> [Brief] Change "innermost point" to "central point" throughout the rows below, and leave every other part of them unchanged.

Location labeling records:
--- start ---
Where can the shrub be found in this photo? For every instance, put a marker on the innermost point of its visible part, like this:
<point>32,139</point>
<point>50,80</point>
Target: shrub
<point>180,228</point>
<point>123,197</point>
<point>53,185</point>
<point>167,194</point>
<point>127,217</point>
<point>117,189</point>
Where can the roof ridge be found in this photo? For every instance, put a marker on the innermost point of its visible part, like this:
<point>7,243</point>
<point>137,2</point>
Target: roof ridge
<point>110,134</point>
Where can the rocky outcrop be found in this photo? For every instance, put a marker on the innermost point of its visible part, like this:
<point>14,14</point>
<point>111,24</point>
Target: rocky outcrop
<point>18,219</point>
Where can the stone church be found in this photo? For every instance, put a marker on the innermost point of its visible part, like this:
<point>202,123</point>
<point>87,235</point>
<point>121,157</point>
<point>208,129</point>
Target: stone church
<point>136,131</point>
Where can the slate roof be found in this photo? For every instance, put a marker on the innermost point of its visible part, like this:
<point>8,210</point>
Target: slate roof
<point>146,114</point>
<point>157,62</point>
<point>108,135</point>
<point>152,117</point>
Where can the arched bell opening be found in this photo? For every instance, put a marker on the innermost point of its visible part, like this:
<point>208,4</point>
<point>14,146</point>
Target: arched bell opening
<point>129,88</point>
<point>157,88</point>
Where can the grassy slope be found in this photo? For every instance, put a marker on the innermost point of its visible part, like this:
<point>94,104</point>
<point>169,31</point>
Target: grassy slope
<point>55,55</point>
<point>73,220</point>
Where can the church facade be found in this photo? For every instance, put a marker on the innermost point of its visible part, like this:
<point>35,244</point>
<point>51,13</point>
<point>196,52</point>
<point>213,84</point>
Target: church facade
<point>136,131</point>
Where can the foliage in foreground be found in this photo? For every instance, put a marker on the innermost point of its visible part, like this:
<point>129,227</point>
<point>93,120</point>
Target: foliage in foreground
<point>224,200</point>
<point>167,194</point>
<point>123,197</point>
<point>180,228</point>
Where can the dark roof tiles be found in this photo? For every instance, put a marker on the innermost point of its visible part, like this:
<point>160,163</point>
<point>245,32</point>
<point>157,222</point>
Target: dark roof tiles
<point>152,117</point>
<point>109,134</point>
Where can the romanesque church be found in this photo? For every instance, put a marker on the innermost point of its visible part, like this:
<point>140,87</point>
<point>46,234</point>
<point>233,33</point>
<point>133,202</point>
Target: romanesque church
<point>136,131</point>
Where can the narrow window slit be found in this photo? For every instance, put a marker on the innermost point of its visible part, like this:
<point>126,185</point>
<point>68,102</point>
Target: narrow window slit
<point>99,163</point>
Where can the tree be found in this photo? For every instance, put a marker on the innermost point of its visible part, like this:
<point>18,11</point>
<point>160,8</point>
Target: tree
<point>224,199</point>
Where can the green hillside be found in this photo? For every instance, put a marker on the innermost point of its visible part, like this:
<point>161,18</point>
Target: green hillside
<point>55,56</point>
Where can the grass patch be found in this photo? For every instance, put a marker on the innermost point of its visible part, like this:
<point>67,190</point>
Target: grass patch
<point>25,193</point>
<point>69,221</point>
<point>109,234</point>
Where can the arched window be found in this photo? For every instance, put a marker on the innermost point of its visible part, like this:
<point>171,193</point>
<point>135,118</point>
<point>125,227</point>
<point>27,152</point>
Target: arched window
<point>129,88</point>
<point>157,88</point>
--- end ---
> [Answer to the task]
Where can the shrub be found in this photo? For every instance, put a marker on the central point of its visible part, like this:
<point>32,139</point>
<point>50,80</point>
Target: shrub
<point>180,228</point>
<point>123,197</point>
<point>53,185</point>
<point>167,194</point>
<point>127,217</point>
<point>117,189</point>
Where can the roof ridge be found in this photo? For every instance, put a marker on the central point of its visible part, like this:
<point>7,243</point>
<point>137,2</point>
Target: roof ridge
<point>110,134</point>
Where can the rocky outcrop be found in this photo? For every instance, put a marker on the central point of its visible part, like this:
<point>14,14</point>
<point>111,24</point>
Target: rocky outcrop
<point>18,219</point>
Where can the stone church be found in this photo? For every instance, put a marker on the central point of its visible part, like this:
<point>202,123</point>
<point>87,235</point>
<point>121,157</point>
<point>208,129</point>
Target: stone church
<point>136,131</point>
Where can the slate roof be found in this photo? For every instance, put a marker on the central point of its visible part, like this:
<point>8,210</point>
Target: slate roof
<point>146,114</point>
<point>157,62</point>
<point>108,135</point>
<point>152,117</point>
Where can the arched bell opening be found in this photo? For every instance, put a marker on the central point of its visible part, like this:
<point>208,4</point>
<point>14,146</point>
Target: arched bell opening
<point>129,88</point>
<point>157,88</point>
Where can the grassy slope be found in this photo? For every instance, put a marker on the central point of its visible part, like this:
<point>94,104</point>
<point>169,31</point>
Target: grassy slope
<point>55,55</point>
<point>73,220</point>
Where can the church facade be found in this photo? For every instance, put a marker on the central point of its visible part, like this:
<point>35,244</point>
<point>51,13</point>
<point>196,52</point>
<point>213,84</point>
Target: church facade
<point>136,131</point>
Where can the foliage in foreground be found in this photo? For every instance, put a marker on the central point of its visible part, like this:
<point>129,227</point>
<point>93,120</point>
Target: foliage in foreground
<point>224,200</point>
<point>167,194</point>
<point>123,197</point>
<point>180,228</point>
Where can the dark roof tiles be found in this photo? For every instance, put a marker on the central point of its visible part, like this:
<point>160,163</point>
<point>245,32</point>
<point>157,222</point>
Target: dark roof tiles
<point>152,117</point>
<point>109,134</point>
Where can the romanesque church be found in this photo? For every instance, put a marker on the central point of its visible part, like this:
<point>140,87</point>
<point>46,234</point>
<point>233,33</point>
<point>133,202</point>
Target: romanesque church
<point>136,131</point>
Where can the narrow window slit be found in this photo? For every instance, put a marker on the central point of its visible part, like this:
<point>126,185</point>
<point>68,102</point>
Target: narrow window slit
<point>99,163</point>
Where can the tree be found in this photo? For every instance, put a marker on the central point of its visible part, like this:
<point>18,11</point>
<point>160,8</point>
Target: tree
<point>224,199</point>
Where can the green hillside be found in this photo? For every instance, put a marker on the central point of its visible part, like this:
<point>161,18</point>
Target: green hillside
<point>55,56</point>
Where can the grass patch be found in this photo? For every instance, put a marker on the central point of its visible part, like this:
<point>67,190</point>
Target: grass patch
<point>25,193</point>
<point>69,221</point>
<point>109,234</point>
Where can the arched window be found in this photo? For every instance, put a marker on the central point of its visible part, like this:
<point>171,193</point>
<point>135,118</point>
<point>125,227</point>
<point>27,152</point>
Target: arched window
<point>129,88</point>
<point>157,88</point>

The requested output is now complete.